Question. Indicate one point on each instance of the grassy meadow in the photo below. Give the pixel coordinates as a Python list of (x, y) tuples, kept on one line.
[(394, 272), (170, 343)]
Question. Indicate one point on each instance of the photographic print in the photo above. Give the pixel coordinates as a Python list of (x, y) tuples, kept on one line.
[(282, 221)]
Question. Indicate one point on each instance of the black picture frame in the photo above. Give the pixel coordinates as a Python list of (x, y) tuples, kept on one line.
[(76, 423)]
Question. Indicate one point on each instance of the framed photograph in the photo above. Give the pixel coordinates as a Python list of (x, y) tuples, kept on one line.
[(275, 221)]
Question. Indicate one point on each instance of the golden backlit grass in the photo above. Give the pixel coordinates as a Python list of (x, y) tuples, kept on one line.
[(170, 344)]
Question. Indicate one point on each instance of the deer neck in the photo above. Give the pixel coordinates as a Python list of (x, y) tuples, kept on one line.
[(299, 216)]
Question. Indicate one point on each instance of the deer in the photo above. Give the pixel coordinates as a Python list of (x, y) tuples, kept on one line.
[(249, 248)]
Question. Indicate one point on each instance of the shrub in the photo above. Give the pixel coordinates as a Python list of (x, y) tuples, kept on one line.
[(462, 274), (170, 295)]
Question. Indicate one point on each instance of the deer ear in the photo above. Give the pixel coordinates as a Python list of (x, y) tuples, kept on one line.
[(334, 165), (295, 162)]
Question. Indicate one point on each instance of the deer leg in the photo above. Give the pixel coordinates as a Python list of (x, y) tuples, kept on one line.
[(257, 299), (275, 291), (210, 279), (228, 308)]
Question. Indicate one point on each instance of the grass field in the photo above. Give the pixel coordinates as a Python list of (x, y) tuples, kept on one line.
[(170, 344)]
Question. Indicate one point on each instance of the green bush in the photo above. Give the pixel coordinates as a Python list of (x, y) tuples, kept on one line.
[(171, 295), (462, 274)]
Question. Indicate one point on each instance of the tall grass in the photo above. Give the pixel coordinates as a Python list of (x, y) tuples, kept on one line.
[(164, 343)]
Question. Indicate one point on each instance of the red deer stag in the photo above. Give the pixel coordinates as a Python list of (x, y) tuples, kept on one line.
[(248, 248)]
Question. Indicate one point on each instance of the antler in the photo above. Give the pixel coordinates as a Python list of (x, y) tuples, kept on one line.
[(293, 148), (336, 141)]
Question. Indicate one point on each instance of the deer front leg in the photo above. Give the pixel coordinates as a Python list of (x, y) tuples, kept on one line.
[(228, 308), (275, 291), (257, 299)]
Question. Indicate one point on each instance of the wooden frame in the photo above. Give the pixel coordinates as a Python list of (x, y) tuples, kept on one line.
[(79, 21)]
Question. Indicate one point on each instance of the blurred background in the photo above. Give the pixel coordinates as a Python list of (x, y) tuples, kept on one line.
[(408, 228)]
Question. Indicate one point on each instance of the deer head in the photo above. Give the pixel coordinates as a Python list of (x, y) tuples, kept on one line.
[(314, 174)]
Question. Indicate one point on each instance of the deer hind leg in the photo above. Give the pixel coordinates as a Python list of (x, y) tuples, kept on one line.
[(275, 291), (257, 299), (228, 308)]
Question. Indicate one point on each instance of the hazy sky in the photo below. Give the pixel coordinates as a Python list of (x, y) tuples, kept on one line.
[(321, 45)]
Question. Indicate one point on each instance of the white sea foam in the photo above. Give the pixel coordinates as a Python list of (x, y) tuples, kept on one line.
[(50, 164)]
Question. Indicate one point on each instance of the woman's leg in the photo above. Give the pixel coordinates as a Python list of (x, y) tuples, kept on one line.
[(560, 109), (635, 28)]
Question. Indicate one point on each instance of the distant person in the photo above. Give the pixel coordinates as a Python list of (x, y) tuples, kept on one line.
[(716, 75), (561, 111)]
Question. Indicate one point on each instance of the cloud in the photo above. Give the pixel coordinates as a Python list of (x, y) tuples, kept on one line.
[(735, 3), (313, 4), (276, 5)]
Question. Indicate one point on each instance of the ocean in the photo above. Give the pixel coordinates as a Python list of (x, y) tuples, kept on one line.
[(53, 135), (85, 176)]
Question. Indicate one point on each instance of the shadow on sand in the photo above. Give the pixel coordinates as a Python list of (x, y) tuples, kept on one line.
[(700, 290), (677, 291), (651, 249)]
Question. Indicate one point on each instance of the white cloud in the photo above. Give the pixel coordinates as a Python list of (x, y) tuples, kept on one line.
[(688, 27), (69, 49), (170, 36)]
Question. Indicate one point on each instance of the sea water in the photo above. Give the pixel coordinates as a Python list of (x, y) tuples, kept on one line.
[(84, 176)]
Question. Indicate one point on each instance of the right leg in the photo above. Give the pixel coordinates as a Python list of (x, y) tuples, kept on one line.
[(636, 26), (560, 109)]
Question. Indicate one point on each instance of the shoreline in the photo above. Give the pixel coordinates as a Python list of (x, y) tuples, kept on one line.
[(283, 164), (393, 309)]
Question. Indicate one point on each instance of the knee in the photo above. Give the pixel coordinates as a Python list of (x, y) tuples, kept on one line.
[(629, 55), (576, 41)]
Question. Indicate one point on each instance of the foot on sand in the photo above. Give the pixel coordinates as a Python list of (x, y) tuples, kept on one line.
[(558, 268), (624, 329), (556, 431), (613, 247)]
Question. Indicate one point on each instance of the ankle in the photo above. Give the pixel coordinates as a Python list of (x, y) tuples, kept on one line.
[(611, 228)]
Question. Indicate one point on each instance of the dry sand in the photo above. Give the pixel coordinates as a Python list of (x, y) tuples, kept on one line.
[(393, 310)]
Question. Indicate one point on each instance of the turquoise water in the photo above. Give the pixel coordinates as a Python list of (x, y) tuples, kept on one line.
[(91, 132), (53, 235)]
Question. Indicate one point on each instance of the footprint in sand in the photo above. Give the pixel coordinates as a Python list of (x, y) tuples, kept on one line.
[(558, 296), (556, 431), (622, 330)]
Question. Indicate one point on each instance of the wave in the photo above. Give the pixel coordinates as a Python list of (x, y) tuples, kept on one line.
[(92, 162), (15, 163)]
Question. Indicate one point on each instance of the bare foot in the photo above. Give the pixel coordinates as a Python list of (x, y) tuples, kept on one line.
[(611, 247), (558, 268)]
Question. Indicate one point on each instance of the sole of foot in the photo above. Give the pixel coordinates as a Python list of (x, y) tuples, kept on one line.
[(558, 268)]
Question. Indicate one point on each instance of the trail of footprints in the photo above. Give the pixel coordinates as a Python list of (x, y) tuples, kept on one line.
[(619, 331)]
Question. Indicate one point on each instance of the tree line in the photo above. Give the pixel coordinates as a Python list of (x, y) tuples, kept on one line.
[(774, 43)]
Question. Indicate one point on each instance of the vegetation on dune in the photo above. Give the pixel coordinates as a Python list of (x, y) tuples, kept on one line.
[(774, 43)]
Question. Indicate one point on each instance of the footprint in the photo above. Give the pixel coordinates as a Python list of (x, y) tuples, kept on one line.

——

Arrange everything from the first line above down to the line containing "[(282, 221)]", both ends included, as a Markdown table with the columns Row number and Line. Leave out any blank lines.

# [FINISHED ANSWER]
| Row number | Line |
|---|---|
| 1 | Question. Indicate one point on each instance of the grassy meadow in the photo below. Give the pixel coordinates as a Python list of (x, y) tuples, kept on one line. |
| 2 | [(394, 272), (170, 343)] |
| 3 | Question. Indicate one point on each instance of the photographic print in the photo above. Give the pixel coordinates as a Python list of (x, y) tuples, kept on one line. |
| 4 | [(282, 221)] |